'''

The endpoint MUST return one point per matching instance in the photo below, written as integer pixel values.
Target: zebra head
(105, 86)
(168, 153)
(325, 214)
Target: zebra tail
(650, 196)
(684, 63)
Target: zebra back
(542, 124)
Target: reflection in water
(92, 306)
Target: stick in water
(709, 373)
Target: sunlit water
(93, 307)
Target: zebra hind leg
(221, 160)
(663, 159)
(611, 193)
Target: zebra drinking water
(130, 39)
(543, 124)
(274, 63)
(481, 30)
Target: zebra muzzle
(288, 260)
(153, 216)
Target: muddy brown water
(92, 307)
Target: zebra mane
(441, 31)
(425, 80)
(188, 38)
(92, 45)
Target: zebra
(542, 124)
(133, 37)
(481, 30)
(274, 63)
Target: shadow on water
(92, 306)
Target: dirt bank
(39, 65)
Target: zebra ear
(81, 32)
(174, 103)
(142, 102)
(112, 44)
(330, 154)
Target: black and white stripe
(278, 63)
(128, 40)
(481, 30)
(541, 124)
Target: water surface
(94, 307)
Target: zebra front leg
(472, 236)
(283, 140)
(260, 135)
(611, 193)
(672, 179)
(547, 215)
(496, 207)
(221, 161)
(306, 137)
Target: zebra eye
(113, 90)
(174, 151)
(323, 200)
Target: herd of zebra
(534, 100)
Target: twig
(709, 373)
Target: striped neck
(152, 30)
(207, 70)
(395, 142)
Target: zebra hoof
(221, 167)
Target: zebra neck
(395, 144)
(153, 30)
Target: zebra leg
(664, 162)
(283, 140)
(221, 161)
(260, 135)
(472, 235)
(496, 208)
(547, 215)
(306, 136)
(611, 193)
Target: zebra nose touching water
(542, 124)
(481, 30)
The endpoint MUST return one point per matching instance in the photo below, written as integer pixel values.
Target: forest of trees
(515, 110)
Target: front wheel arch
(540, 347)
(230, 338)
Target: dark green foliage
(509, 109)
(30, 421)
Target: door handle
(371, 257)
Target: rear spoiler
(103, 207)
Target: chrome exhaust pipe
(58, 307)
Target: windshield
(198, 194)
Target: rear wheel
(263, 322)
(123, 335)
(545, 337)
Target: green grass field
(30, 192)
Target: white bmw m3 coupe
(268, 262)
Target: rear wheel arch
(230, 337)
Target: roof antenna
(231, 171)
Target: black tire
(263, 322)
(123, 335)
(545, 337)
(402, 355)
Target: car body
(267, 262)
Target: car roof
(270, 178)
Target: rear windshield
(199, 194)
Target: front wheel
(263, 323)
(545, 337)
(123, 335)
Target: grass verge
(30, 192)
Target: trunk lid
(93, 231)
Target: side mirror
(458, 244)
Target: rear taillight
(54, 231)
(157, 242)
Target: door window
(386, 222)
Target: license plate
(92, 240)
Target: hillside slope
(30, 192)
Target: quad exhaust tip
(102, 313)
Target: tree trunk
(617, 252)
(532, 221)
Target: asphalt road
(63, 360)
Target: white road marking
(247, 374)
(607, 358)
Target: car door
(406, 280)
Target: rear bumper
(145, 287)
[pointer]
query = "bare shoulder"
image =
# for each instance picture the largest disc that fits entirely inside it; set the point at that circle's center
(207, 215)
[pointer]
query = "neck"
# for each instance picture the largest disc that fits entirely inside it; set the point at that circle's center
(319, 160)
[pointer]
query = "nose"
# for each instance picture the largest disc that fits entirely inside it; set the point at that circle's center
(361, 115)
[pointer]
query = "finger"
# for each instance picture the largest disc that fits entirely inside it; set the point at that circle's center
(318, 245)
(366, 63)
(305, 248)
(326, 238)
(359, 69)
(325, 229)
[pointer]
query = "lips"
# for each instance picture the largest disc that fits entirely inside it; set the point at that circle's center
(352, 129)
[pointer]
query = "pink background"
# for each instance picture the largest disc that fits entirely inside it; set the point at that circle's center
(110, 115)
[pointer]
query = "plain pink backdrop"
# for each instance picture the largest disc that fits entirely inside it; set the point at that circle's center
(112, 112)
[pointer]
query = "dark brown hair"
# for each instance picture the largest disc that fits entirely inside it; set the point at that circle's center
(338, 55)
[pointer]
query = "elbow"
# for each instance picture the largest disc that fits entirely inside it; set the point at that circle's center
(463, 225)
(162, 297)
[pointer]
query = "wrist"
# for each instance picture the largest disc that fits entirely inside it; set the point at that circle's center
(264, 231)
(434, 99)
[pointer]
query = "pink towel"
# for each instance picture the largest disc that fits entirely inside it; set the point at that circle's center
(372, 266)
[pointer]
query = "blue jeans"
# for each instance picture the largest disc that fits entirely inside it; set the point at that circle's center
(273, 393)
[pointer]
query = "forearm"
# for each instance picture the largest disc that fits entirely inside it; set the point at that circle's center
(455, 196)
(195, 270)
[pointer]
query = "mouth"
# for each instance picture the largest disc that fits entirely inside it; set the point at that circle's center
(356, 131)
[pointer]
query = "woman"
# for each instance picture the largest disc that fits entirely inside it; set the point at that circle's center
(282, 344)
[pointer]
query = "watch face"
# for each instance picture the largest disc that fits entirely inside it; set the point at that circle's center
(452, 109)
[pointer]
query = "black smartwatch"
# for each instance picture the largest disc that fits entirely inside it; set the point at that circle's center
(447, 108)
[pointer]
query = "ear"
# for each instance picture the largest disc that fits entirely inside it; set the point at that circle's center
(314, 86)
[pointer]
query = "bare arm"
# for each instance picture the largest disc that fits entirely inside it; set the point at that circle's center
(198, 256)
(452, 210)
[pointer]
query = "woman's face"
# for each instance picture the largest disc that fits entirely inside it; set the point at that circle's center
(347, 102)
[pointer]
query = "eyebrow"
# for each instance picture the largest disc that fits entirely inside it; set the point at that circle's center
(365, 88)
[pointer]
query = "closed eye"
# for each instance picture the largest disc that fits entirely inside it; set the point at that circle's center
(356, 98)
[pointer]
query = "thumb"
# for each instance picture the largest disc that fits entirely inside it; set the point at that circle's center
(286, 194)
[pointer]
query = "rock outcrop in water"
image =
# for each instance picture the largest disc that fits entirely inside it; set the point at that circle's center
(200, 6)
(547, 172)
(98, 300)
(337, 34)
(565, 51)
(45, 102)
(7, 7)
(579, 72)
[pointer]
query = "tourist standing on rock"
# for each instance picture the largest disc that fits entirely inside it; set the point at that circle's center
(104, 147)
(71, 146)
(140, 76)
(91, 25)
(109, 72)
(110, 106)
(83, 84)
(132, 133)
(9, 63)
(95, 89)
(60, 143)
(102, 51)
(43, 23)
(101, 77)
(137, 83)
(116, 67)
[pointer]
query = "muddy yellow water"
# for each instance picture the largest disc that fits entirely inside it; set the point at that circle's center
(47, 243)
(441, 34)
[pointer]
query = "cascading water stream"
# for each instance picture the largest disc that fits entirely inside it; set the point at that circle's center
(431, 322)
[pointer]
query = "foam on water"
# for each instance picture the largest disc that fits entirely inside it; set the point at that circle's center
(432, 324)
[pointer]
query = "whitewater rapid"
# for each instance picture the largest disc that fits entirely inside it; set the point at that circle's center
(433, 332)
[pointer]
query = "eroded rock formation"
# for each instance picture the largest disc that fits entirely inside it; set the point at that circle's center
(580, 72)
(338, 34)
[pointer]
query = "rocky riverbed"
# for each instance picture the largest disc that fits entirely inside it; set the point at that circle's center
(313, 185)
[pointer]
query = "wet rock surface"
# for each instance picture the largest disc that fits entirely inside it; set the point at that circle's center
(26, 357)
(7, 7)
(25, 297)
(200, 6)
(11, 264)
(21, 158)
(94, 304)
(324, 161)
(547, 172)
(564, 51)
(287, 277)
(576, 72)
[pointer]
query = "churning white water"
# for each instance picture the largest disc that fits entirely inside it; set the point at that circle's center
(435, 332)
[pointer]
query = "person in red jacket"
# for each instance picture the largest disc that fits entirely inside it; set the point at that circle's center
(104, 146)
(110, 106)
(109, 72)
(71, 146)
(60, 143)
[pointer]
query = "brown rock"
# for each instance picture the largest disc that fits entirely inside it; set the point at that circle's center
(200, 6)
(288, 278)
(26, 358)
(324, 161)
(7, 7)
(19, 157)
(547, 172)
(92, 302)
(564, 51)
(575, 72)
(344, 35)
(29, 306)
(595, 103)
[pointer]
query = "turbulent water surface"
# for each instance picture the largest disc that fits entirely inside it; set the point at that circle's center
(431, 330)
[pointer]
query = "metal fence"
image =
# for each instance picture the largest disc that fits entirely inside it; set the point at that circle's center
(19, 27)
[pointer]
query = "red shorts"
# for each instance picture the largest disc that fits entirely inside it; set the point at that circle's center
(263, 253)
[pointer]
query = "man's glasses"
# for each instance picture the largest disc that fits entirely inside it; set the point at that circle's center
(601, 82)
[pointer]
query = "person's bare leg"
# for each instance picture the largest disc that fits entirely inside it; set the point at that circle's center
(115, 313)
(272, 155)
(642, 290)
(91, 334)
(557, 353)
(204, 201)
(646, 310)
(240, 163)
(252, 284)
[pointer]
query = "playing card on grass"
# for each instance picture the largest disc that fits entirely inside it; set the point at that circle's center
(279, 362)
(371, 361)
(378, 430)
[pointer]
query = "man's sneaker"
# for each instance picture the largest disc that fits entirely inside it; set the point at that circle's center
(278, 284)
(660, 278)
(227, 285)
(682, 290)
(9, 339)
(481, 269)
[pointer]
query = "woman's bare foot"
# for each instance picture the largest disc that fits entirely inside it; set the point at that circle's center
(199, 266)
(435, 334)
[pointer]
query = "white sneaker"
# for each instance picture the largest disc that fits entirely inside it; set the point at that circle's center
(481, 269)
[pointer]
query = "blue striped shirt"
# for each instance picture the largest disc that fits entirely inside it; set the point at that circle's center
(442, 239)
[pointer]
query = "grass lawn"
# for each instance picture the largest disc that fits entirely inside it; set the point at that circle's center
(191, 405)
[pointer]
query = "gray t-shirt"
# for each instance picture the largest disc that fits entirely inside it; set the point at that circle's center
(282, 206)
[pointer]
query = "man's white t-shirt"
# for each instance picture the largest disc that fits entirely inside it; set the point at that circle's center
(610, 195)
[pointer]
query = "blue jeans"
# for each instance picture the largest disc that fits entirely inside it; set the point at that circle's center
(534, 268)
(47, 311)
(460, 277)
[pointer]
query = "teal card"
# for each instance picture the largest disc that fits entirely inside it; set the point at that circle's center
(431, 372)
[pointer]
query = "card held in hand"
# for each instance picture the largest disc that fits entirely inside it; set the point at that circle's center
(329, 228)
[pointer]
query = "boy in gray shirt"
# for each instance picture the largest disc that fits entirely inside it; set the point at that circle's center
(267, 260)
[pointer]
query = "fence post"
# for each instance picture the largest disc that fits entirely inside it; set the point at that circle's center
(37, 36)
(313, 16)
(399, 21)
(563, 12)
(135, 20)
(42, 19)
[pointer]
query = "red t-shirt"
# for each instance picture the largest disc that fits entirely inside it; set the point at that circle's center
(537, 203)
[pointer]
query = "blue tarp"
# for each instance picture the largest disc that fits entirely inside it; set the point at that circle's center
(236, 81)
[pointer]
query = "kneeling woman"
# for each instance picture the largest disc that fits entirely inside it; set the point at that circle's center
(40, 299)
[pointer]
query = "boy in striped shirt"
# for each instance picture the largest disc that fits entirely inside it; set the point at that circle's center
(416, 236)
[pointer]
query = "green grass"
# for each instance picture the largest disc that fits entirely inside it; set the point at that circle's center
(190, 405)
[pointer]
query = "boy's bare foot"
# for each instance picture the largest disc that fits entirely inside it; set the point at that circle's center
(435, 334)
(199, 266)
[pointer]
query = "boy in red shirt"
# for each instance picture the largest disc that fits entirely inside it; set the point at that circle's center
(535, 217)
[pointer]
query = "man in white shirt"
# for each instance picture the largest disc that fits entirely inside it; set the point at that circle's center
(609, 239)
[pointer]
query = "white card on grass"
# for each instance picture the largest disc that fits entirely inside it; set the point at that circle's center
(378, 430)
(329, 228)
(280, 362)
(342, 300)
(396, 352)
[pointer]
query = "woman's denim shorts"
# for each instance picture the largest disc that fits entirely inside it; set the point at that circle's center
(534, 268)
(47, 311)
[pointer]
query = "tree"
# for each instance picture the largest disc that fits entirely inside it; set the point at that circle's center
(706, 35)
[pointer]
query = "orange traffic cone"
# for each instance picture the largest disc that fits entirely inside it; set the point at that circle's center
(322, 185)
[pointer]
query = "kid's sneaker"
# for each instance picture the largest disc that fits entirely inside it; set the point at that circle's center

'''

» Problem statement: Copy every line of the data that carries the word "shorts".

» Answer section:
query = "red shorts"
query = "woman's denim shorts"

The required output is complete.